## Requirement
Starting with the line that contains "Target: woman's left hand" and going on through the last line, write those lines out again, requests included, and shift every coordinate in the answers by adding 44 to it.

[Location identification entries]
==============================

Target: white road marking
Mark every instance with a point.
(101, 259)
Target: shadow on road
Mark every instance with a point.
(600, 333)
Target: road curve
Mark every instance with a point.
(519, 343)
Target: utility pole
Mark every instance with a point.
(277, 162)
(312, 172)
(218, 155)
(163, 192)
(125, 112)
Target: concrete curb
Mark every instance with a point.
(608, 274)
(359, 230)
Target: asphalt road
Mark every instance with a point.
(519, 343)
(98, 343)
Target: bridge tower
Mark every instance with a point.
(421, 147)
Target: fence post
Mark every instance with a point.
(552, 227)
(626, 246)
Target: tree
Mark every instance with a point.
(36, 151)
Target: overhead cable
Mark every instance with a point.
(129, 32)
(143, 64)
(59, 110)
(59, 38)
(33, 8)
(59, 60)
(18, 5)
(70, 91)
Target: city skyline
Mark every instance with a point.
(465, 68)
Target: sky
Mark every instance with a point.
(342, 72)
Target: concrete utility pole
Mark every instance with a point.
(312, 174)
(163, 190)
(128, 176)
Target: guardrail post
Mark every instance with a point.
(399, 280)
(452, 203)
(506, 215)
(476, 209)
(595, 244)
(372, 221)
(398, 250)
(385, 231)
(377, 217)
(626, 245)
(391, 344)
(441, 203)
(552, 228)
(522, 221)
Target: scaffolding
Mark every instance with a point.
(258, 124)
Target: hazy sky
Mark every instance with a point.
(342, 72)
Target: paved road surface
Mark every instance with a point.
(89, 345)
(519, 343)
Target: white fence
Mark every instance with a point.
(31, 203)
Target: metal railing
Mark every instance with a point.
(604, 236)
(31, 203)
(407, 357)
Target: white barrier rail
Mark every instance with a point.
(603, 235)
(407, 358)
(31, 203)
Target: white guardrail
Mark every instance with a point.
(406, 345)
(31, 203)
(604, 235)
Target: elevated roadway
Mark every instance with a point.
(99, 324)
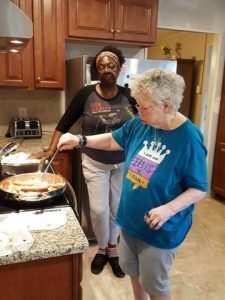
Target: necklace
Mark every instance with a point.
(157, 138)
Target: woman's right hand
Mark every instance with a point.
(68, 141)
(47, 154)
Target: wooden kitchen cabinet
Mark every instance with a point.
(17, 68)
(41, 64)
(218, 179)
(62, 164)
(126, 21)
(49, 43)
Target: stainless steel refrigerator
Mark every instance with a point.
(78, 75)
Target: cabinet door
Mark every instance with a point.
(91, 18)
(136, 20)
(17, 68)
(49, 43)
(218, 182)
(62, 164)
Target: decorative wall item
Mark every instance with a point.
(168, 51)
(178, 50)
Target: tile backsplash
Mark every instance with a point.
(45, 105)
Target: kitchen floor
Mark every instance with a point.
(198, 272)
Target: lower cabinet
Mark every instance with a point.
(55, 278)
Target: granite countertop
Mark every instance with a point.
(37, 144)
(65, 240)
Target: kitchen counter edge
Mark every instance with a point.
(65, 240)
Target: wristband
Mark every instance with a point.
(82, 141)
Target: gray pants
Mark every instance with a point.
(104, 184)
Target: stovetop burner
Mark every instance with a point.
(7, 206)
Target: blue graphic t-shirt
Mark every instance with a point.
(160, 165)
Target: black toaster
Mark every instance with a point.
(25, 127)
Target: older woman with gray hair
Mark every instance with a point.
(165, 174)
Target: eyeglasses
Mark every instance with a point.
(144, 109)
(102, 67)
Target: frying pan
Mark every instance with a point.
(56, 183)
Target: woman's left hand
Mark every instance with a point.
(68, 141)
(156, 217)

==============================

## Full solution
Target: woman's left hand
Mark every instance with a point.
(112, 185)
(200, 261)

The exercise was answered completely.